Box-labeled dataset extracts:
══════════
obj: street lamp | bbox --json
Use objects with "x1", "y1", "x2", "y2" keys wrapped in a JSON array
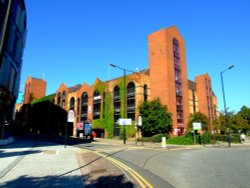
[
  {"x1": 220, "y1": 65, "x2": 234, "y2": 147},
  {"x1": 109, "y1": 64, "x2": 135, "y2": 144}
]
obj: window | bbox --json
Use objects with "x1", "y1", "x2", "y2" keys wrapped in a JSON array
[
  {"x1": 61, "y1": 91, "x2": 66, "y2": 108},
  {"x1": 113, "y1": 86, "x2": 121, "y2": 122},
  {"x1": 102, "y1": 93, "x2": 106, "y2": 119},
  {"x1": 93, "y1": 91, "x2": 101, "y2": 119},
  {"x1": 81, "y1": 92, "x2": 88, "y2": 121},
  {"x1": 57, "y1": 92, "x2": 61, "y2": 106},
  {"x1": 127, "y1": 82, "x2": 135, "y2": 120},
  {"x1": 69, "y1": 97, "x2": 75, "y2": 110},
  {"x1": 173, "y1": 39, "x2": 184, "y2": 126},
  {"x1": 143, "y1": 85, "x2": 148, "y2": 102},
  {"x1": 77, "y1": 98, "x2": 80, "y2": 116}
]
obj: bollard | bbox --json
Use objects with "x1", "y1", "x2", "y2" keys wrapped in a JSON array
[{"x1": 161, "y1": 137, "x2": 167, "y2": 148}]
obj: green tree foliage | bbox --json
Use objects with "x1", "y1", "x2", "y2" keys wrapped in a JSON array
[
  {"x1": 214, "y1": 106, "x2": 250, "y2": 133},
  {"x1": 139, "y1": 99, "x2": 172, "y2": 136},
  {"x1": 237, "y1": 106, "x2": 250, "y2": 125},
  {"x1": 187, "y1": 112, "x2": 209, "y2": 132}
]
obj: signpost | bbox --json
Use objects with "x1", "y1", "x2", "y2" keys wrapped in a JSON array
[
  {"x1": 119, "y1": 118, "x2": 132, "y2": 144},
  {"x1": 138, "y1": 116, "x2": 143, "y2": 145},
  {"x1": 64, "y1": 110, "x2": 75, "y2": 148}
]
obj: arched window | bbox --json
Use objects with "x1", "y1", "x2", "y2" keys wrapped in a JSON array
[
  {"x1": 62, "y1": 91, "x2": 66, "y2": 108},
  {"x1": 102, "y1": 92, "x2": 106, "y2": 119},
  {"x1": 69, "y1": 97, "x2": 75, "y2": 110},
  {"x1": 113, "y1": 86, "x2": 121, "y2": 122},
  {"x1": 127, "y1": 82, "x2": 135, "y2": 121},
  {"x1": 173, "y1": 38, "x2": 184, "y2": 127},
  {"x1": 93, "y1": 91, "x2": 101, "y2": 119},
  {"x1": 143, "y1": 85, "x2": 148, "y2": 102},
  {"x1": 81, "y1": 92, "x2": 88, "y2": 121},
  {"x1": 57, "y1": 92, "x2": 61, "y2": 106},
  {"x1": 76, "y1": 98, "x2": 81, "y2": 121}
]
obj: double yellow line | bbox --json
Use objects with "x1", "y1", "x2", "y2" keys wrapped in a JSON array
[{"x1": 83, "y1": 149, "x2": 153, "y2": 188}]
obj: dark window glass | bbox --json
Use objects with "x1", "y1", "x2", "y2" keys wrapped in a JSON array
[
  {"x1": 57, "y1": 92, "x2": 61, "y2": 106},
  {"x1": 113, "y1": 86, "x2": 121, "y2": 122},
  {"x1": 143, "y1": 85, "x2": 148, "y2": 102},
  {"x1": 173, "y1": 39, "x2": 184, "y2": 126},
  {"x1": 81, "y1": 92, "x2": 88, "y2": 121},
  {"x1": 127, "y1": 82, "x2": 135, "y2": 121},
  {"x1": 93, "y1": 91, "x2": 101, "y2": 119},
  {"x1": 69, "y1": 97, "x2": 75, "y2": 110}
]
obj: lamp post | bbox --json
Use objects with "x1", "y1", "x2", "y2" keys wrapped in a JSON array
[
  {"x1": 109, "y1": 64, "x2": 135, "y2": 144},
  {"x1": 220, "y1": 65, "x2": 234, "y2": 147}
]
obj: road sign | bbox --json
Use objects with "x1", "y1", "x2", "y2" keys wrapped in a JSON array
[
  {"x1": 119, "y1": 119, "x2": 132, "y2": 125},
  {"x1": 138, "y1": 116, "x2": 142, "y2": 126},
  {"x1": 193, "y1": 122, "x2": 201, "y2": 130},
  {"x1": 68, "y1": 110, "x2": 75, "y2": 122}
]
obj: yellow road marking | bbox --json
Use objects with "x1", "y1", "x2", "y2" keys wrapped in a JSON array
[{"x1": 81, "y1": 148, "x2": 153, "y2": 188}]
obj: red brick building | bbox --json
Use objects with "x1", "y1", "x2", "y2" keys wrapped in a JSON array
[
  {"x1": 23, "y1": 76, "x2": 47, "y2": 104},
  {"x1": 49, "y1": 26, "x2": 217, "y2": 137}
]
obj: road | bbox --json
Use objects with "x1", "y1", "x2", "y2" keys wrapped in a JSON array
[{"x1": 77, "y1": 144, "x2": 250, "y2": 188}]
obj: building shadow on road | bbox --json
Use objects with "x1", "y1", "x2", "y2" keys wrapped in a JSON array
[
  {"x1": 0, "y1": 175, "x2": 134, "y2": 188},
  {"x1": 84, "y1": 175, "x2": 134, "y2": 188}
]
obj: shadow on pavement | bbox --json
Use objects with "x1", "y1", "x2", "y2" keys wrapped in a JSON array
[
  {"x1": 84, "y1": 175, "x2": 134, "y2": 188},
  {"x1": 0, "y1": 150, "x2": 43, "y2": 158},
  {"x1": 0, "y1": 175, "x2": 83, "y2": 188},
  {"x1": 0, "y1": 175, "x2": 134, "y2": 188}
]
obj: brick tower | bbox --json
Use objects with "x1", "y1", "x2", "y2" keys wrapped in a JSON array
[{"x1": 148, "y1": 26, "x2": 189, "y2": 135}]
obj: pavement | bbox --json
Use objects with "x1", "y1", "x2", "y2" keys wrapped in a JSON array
══════════
### Aim of the exercise:
Set the pictures aside and transcribe the data above exactly.

### Result for this exercise:
obj: street lamp | bbox --json
Use objects with "x1", "y1", "x2", "y2" keys wrapped in a JSON array
[
  {"x1": 220, "y1": 65, "x2": 234, "y2": 147},
  {"x1": 109, "y1": 64, "x2": 135, "y2": 144}
]
obj: window | bbox --json
Use objects with "x1", "y1", "x2", "y2" keys wrapped in a JSON array
[
  {"x1": 61, "y1": 91, "x2": 66, "y2": 108},
  {"x1": 113, "y1": 86, "x2": 121, "y2": 122},
  {"x1": 102, "y1": 93, "x2": 106, "y2": 119},
  {"x1": 93, "y1": 91, "x2": 101, "y2": 119},
  {"x1": 81, "y1": 92, "x2": 88, "y2": 121},
  {"x1": 57, "y1": 92, "x2": 61, "y2": 106},
  {"x1": 127, "y1": 82, "x2": 135, "y2": 120},
  {"x1": 69, "y1": 97, "x2": 75, "y2": 110},
  {"x1": 173, "y1": 39, "x2": 184, "y2": 126},
  {"x1": 143, "y1": 85, "x2": 148, "y2": 102},
  {"x1": 77, "y1": 98, "x2": 80, "y2": 116}
]
obj: bollard | bbox --json
Use objects with "x1", "y1", "x2", "y2" keys wrapped in a JSON array
[{"x1": 161, "y1": 137, "x2": 167, "y2": 148}]
obj: green tree foliage | bbox --json
Use objects with "x1", "y1", "x2", "y2" keys wrapped in a JSON array
[
  {"x1": 214, "y1": 106, "x2": 250, "y2": 133},
  {"x1": 139, "y1": 99, "x2": 172, "y2": 136},
  {"x1": 237, "y1": 106, "x2": 250, "y2": 125},
  {"x1": 187, "y1": 112, "x2": 209, "y2": 132}
]
obj: signpost | bbox --json
Use objects with "x1", "y1", "x2", "y2" keys wrapped in a JSON array
[
  {"x1": 119, "y1": 118, "x2": 132, "y2": 144},
  {"x1": 138, "y1": 116, "x2": 143, "y2": 145},
  {"x1": 64, "y1": 110, "x2": 75, "y2": 148}
]
obj: arched window | bbox --json
Use objects with "x1", "y1", "x2", "y2" keys wrapped in a JSON array
[
  {"x1": 62, "y1": 91, "x2": 66, "y2": 108},
  {"x1": 102, "y1": 92, "x2": 106, "y2": 119},
  {"x1": 69, "y1": 97, "x2": 75, "y2": 110},
  {"x1": 113, "y1": 86, "x2": 121, "y2": 122},
  {"x1": 127, "y1": 82, "x2": 135, "y2": 121},
  {"x1": 173, "y1": 38, "x2": 184, "y2": 127},
  {"x1": 93, "y1": 91, "x2": 101, "y2": 119},
  {"x1": 143, "y1": 85, "x2": 148, "y2": 102},
  {"x1": 81, "y1": 92, "x2": 88, "y2": 121},
  {"x1": 57, "y1": 92, "x2": 61, "y2": 106},
  {"x1": 76, "y1": 98, "x2": 81, "y2": 121}
]
obj: double yellow line | bbox --json
Use objects with "x1", "y1", "x2", "y2" keys wrapped in a JSON array
[{"x1": 83, "y1": 149, "x2": 153, "y2": 188}]
obj: dark window glass | bbox --json
Use objects with "x1", "y1", "x2", "y2" keys wrapped in a JSON array
[
  {"x1": 57, "y1": 92, "x2": 61, "y2": 106},
  {"x1": 113, "y1": 86, "x2": 121, "y2": 122},
  {"x1": 143, "y1": 85, "x2": 148, "y2": 102},
  {"x1": 173, "y1": 39, "x2": 184, "y2": 126},
  {"x1": 81, "y1": 92, "x2": 88, "y2": 121},
  {"x1": 127, "y1": 82, "x2": 135, "y2": 121},
  {"x1": 93, "y1": 91, "x2": 101, "y2": 119},
  {"x1": 69, "y1": 97, "x2": 75, "y2": 110}
]
obj: lamp post | bbox --json
Use objects with "x1", "y1", "x2", "y2" keys wrapped in a JSON array
[
  {"x1": 109, "y1": 64, "x2": 135, "y2": 144},
  {"x1": 220, "y1": 65, "x2": 234, "y2": 147}
]
obj: road sign | bbox --json
Use objects with "x1", "y1", "x2", "y2" keys wrapped in a JSON array
[
  {"x1": 119, "y1": 119, "x2": 132, "y2": 125},
  {"x1": 138, "y1": 116, "x2": 142, "y2": 126},
  {"x1": 193, "y1": 122, "x2": 201, "y2": 130},
  {"x1": 68, "y1": 110, "x2": 75, "y2": 122}
]
obj: yellow road marking | bbox --json
Use objects with "x1", "y1", "x2", "y2" keys wrapped in a JSON array
[{"x1": 81, "y1": 148, "x2": 153, "y2": 188}]
obj: red brick building | bbox --json
Use objects with "x1", "y1", "x2", "y2" keys wrapped in a JSON array
[
  {"x1": 23, "y1": 76, "x2": 47, "y2": 104},
  {"x1": 49, "y1": 26, "x2": 217, "y2": 137}
]
obj: road | bbox --json
Use objects with "x1", "y1", "x2", "y2" keys wrapped in a JSON array
[{"x1": 77, "y1": 144, "x2": 250, "y2": 188}]
obj: building shadow on road | bbox --json
Use objects with "x1", "y1", "x2", "y2" keys wrapped in a JSON array
[
  {"x1": 0, "y1": 175, "x2": 134, "y2": 188},
  {"x1": 84, "y1": 175, "x2": 134, "y2": 188}
]
obj: shadow on pavement | bbox --json
Use objects with "x1", "y1", "x2", "y2" keys wrapped in a JSON array
[
  {"x1": 84, "y1": 175, "x2": 134, "y2": 188},
  {"x1": 0, "y1": 150, "x2": 43, "y2": 158},
  {"x1": 0, "y1": 175, "x2": 83, "y2": 188},
  {"x1": 0, "y1": 175, "x2": 134, "y2": 188}
]
obj: brick tower | bbox --json
Use objects with "x1", "y1", "x2", "y2" keys wrapped in a JSON array
[{"x1": 148, "y1": 26, "x2": 189, "y2": 135}]
obj: pavement | bbox --json
Use objects with "x1", "y1", "x2", "y2" keys wrapped in a JSON array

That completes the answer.